INSTRUCTION :: Retype every item below word for word, and leave the pictures out of your answer.

* Start RECORDS TO PROCESS *

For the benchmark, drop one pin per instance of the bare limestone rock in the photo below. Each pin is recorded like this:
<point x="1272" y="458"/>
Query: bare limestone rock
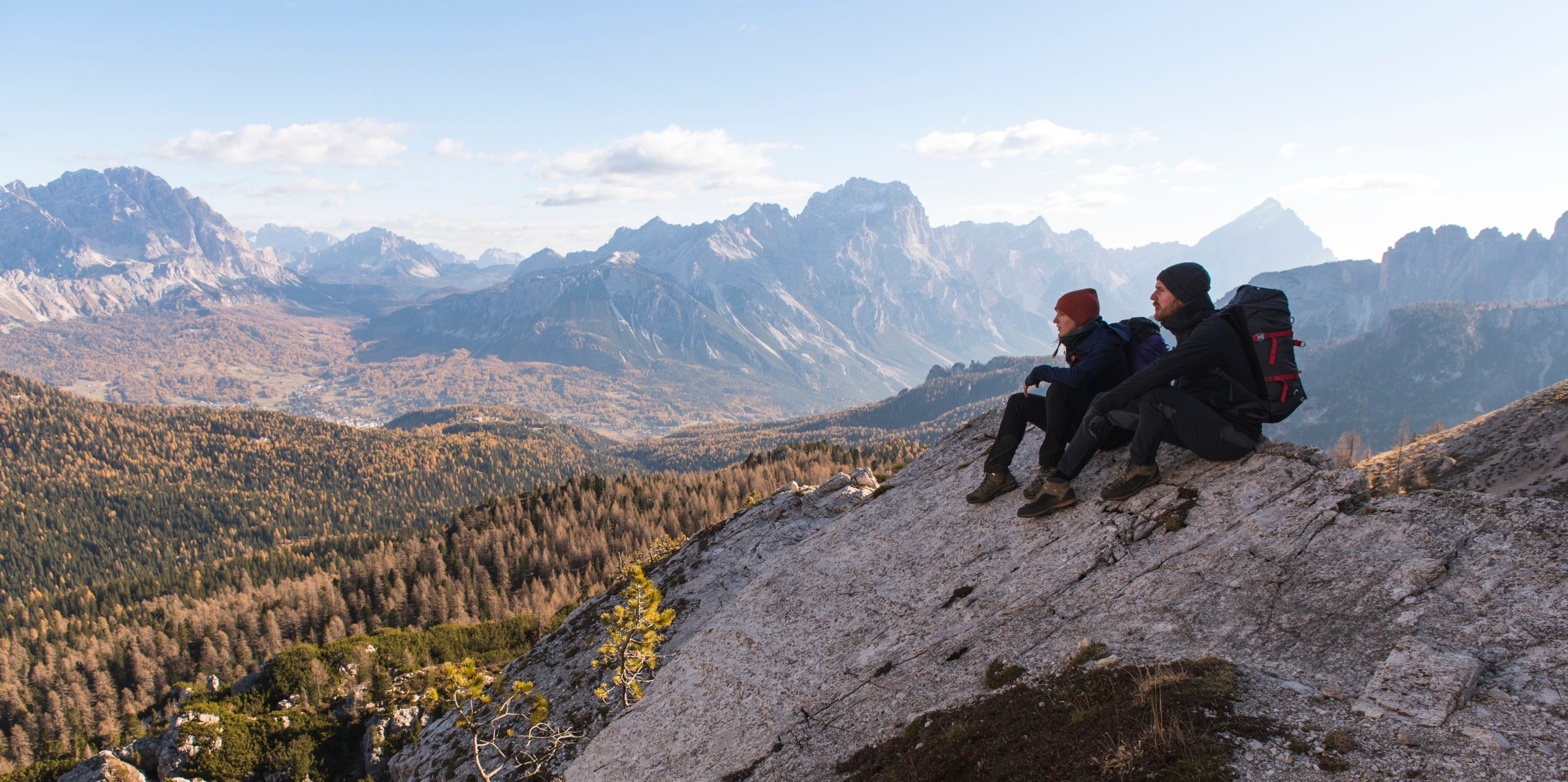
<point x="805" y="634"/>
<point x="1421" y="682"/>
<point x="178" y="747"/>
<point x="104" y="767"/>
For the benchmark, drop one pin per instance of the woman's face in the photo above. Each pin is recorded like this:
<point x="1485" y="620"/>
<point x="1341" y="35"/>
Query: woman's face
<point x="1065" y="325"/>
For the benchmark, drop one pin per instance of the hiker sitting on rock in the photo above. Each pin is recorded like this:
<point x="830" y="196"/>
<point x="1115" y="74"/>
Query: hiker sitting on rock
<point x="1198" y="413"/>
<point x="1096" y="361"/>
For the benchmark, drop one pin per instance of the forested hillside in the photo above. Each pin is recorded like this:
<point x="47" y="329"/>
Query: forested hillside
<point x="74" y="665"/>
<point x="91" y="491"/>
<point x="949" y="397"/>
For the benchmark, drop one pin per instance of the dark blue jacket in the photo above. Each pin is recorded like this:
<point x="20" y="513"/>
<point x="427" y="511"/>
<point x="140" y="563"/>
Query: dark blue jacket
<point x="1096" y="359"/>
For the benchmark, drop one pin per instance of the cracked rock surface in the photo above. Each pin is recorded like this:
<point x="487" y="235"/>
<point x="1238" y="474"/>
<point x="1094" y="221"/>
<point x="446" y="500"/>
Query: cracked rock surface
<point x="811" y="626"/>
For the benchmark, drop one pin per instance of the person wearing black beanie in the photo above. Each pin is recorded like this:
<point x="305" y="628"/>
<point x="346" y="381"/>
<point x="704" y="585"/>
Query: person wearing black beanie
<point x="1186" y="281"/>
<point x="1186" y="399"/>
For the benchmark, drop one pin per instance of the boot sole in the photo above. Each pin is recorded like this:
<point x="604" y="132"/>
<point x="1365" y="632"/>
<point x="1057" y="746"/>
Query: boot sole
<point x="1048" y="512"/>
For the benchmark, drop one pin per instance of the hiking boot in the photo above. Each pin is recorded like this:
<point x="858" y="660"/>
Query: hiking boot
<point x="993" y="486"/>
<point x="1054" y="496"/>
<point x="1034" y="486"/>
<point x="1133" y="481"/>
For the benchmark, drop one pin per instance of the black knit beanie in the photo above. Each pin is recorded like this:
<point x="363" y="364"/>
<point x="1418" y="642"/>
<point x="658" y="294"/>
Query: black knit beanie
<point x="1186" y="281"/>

* End RECORDS TO PROCESS *

PROBLEM SOLUTION ::
For the benchmark, drop one pin per instance of the bare limestone rock in the photo below. Each pin is recorded like this:
<point x="1272" y="458"/>
Query: bare limestone rock
<point x="805" y="634"/>
<point x="1421" y="682"/>
<point x="178" y="747"/>
<point x="104" y="767"/>
For the benchmark, drop one pin per instance of the woman's face in the photo above. Each pin is recorded like this:
<point x="1485" y="620"/>
<point x="1341" y="35"/>
Query: woman's face
<point x="1065" y="325"/>
For the benchmark, drop one pin per instance of the hiker sitting on rock in the photo above. Each pin is recorded like this:
<point x="830" y="196"/>
<point x="1115" y="74"/>
Query: hiker sitting on rock
<point x="1198" y="413"/>
<point x="1096" y="361"/>
For the benchmark, drop one pin per instance of the forested hillside in the photo above. Each pin is recorded like this:
<point x="47" y="329"/>
Query: forested hillside
<point x="74" y="665"/>
<point x="91" y="491"/>
<point x="949" y="397"/>
For the benchmark, drop one pin per instance of the dark blue jacket in the photo above. Each pin is recorded like this:
<point x="20" y="513"/>
<point x="427" y="511"/>
<point x="140" y="563"/>
Query: dark blue jacket
<point x="1096" y="359"/>
For the benchmark, drop one pin per instance of the cracked rock surface in the photo above. Each pin is recorded like this:
<point x="487" y="235"/>
<point x="1238" y="474"/>
<point x="1094" y="221"/>
<point x="446" y="500"/>
Query: cracked rock surface
<point x="811" y="626"/>
For the benchmark, drop one pin per instance of the person wearing black beanie in the photo above. Each pin is recorded like this:
<point x="305" y="628"/>
<point x="346" y="381"/>
<point x="704" y="585"/>
Query: person wearing black beanie
<point x="1186" y="281"/>
<point x="1186" y="399"/>
For the benchmark, drop one pin per instance of the boot sole in the photo above. Each pin is recorded like this:
<point x="604" y="132"/>
<point x="1365" y="632"/>
<point x="1057" y="746"/>
Query: boot sole
<point x="1048" y="512"/>
For the benchmark, drop one pin per instance of the hiking boot in the photo above. Each pin is recorded like this:
<point x="858" y="660"/>
Query: hiking boot
<point x="993" y="486"/>
<point x="1054" y="496"/>
<point x="1034" y="486"/>
<point x="1133" y="481"/>
For the benchmark, drop one pin per instance of the black knit beanie in the photo above. Each pin is recorded like this:
<point x="363" y="364"/>
<point x="1418" y="642"/>
<point x="658" y="294"/>
Query: black knit beanie
<point x="1186" y="281"/>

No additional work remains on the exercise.